W gruncie rzeczy, to całować można (i powinno) się wszędzie. To jest normalne okazywanie uczuć, więc nie wiem, czego tutaj sie można wstydzić

takie w policzek

w policzek i usta, ale krótkie jak najbardziej...


długieeee w usta :* ?

niee... poza szkołą ok. ale nie w sql. najlepiej sam na sam. chociaż w sql zdarzają się dłuższe, ale to nie to samo co sam na sam... ;D


W gruncie rzeczy, to całować można (i powinno) się wszędzie. To jest normalne okazywanie uczuć, więc nie wiem, czego tutaj sie można wstydzić


skoro masz inne zdanie to po co mnie cytujesz? to jest moje zdanie, masz swoje, to dobrze, cieszę się :) ale skoro masz swoje to nie podważaj mojego.

no niby można wszędzie, ale uczucie można okazać sobie nie tylko przez badanie sobie gardła językiem. można się przytulić, albo pocałować w policzek i też będzie dobra forma okazania tego co się czuje.
a moim zdaniem stwierdzenie, ze powinno się wszędzie w taki sposób okazywać uczucia jest dziwne.jest pełno miejsc na świecie (choćby nawet szkoła), gdzie nie powinno się tego robić. nie każdy ma ochotę patrzeć na to jak ktoś kogoś liże i trzeba ludzi umieć uszanować...a jeśli się kogoś kocha i pocałuje się go w taki namiętny sposób gdzieś w ustronniejszym miejscu, za kilka godzin to świat się nie zawali..

**CO ZROBIĆ**
a - Jakie inne sposoby okazania uczuć niż namiętny pocałunek podaje tekst o całowaniu się w szkole?
b - Kontynuuj tekst o całowaniu się w szkole, zaczynając zaraz po jego ostatnim zdaniu.

**DANE**
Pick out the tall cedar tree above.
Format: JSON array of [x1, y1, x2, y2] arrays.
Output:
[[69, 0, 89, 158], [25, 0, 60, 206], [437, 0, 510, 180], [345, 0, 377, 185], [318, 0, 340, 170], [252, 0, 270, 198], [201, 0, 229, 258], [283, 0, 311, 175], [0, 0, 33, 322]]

**OCZEKIWANE WYNIKI**
a - Przytulenie się albo pocałunek w policzek.

b -
najlepiej we dwoje cieszyć się swym uczuciem a nie ujawniać go całemu światu, bo kogo to obchodzi?
Nie rozumiem, kogo może brzydzić pocałunek francuski, ale to moje odczucie. Zresztą nie musi to być badanie gardła - bleeee. W sumie to nie ma reguł co do miejsc. Może to dlatego, że ja chcę obwieszczać całemu światu, że kocham tylko i wyłącznie moją dziewczynę. Nie po to, żeby być fajniejszym, tylko tak właśnie czuję.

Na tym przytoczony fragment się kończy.